• _Objective_:
Transfer the stretch of material from the line containing "Locate the tree;" through the end of the material, keeping every line including the requests. In the answers, add -92 to each coordinate.

• _Information shown_:
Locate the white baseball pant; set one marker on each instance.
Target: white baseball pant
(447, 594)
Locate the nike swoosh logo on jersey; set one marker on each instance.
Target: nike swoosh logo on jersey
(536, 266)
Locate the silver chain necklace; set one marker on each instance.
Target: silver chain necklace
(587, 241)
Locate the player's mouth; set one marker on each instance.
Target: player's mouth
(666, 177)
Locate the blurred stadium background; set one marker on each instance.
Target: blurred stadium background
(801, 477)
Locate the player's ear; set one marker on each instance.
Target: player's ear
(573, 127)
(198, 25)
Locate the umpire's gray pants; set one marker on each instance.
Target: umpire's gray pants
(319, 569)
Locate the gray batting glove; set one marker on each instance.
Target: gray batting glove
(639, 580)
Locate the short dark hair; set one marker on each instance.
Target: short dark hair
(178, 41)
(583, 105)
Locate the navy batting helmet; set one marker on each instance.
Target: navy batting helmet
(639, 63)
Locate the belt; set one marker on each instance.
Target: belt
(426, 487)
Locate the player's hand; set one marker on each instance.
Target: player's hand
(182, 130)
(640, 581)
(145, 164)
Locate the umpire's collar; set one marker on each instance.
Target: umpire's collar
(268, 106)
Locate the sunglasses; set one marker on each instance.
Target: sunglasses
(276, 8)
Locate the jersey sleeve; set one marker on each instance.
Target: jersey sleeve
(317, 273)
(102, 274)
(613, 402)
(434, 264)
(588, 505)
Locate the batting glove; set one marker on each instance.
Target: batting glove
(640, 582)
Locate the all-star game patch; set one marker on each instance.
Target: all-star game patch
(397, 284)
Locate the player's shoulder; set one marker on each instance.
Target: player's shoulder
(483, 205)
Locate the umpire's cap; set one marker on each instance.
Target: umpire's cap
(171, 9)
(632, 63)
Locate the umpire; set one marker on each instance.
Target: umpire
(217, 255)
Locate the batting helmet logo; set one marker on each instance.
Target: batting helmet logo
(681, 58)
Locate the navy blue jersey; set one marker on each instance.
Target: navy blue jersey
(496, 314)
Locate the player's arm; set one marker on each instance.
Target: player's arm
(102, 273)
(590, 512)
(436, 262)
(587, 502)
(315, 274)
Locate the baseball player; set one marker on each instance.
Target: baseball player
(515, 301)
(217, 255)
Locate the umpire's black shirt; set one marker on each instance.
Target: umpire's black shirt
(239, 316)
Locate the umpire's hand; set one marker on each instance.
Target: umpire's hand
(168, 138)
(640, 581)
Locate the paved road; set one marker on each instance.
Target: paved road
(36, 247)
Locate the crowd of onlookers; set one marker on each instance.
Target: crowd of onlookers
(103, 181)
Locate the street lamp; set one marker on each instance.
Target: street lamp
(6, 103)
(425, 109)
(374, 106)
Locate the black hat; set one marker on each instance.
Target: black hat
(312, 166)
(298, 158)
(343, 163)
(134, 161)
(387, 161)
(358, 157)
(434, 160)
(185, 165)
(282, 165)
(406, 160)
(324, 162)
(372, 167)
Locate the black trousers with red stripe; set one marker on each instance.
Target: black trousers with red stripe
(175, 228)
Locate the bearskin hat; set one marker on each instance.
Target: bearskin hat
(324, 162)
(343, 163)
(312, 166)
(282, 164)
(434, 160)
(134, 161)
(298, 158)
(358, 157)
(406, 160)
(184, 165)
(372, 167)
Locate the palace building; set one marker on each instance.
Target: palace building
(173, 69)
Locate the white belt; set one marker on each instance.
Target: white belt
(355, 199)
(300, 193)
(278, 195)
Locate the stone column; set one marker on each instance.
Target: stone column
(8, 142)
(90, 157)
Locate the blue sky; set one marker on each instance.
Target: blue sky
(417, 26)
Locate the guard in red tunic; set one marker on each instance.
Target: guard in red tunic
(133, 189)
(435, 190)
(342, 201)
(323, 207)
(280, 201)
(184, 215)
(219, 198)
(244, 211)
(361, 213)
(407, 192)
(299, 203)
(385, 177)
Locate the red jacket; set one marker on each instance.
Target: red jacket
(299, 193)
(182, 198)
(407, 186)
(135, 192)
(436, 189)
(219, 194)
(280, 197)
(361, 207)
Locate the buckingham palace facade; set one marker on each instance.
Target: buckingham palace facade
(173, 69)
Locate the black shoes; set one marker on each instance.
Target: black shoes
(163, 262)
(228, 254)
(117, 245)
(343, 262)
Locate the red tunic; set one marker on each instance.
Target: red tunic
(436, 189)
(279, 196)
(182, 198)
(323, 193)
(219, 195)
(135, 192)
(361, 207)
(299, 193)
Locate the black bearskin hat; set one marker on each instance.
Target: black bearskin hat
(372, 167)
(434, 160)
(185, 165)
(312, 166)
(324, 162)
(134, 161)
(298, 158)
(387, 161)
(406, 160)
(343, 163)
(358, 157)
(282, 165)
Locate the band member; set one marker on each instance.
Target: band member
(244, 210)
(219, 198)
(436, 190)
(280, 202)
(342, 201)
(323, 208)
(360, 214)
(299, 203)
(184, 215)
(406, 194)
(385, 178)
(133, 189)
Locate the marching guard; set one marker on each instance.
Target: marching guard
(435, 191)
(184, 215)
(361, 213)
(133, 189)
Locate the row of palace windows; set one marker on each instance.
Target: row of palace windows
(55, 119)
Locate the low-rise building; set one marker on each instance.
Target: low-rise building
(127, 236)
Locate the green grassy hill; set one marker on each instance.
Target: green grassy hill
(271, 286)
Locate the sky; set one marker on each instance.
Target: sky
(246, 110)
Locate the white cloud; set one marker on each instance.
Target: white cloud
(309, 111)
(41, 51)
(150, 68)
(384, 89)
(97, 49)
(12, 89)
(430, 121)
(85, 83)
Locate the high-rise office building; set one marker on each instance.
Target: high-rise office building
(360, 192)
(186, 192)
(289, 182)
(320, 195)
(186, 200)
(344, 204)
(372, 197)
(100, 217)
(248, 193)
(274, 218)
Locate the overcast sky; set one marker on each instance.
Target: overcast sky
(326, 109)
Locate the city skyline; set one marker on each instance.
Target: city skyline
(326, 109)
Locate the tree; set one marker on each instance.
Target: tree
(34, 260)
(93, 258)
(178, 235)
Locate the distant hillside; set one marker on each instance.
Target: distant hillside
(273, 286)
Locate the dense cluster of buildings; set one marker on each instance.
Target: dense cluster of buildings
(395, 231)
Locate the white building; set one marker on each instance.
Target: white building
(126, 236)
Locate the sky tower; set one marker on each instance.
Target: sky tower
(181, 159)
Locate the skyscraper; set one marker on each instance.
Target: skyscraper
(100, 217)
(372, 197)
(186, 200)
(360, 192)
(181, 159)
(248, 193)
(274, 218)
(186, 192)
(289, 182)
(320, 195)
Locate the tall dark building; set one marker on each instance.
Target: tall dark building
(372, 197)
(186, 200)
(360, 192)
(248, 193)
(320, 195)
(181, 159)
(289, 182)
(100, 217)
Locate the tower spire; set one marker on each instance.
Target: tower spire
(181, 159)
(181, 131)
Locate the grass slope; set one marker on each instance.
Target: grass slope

• _Exercise result_:
Locate the tree; set one marker on each instance.
Target: tree
(-58, 168)
(1, 166)
(86, 143)
Locate the distant hillside; set one marker on each instance.
Target: distant hillside
(181, 194)
Locate the dense cluster of buildings; set one marker on each instance.
Target: dense cluster of buildings
(303, 139)
Locate the white building; set one marker on each instance.
Target: white building
(34, 144)
Locate the sky tower; set one marker on each instance.
Target: sky tower
(89, 67)
Locate the skyscraper; set one marker on each instance.
Target: skyscraper
(8, 125)
(280, 105)
(94, 108)
(268, 100)
(89, 67)
(156, 101)
(182, 126)
(94, 100)
(197, 90)
(228, 103)
Locate the tall dark building; set one marker on each instance.
Target: tall dark building
(280, 105)
(94, 108)
(268, 100)
(156, 101)
(228, 103)
(89, 67)
(197, 90)
(8, 125)
Locate the tower spire; set one marker on each instance.
Target: tower spire
(89, 67)
(89, 39)
Locate the grass slope; set one marker on each instance.
Target: grass slope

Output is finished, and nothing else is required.